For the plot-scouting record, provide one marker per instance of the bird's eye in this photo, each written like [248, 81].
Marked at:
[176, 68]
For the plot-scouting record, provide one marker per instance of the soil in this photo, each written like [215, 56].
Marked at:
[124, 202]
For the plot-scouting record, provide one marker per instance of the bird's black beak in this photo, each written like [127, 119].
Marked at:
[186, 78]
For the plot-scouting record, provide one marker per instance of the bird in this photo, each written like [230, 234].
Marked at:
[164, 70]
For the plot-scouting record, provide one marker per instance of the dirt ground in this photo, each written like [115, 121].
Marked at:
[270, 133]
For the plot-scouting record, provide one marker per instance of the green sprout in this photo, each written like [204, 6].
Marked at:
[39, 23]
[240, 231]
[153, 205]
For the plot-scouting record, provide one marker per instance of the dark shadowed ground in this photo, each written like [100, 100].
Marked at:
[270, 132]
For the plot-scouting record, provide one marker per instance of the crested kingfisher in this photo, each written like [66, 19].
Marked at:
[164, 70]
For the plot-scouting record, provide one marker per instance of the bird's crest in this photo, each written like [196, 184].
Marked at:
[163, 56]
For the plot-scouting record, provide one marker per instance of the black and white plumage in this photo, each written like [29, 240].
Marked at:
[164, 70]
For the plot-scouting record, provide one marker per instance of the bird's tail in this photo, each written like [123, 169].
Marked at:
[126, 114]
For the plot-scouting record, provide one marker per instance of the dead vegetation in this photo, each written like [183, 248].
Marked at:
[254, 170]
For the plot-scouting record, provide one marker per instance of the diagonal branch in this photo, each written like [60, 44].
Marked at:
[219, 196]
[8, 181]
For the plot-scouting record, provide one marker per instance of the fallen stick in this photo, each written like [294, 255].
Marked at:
###
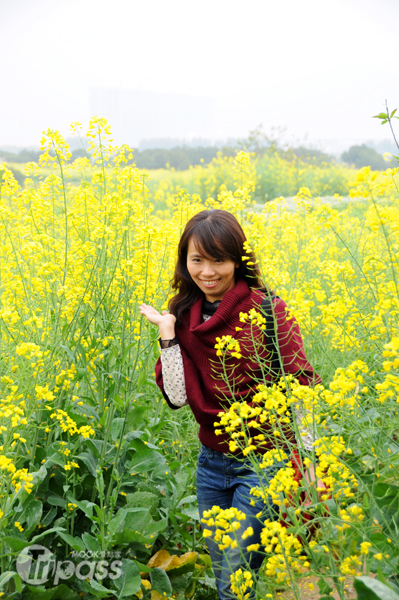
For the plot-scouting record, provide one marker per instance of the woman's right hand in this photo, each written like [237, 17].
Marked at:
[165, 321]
###
TASK OBJECTIVE → Copy out each line of the listing above that contains the word "black".

FULL OUTPUT →
For the plot-scouting record, provide one marker per instance of the bird's black beak in this photo, each written like [127, 119].
For the plot-scouting record, provide one marker per instance of the black and white plumage in this photo, each written like [29, 240].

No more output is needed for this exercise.